Set task: Locate every line in the entries below that contains the string "stalk" and copy each of those lines. Letter case must match.

Data section:
>> START

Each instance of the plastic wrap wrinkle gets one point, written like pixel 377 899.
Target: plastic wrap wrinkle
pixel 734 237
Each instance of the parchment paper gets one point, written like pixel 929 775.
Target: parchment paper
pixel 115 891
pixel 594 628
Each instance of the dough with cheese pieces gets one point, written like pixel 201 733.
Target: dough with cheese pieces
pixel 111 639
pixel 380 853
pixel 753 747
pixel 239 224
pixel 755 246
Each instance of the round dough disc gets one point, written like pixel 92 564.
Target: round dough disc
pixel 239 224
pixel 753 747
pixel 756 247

>> END
>> START

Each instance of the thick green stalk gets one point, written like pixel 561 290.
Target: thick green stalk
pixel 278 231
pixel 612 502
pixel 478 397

>> END
>> START

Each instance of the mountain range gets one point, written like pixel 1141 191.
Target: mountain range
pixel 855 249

>> END

Solved problem:
Each instance of the thick green stalk gets one point, written like pixel 561 290.
Target: thick green stalk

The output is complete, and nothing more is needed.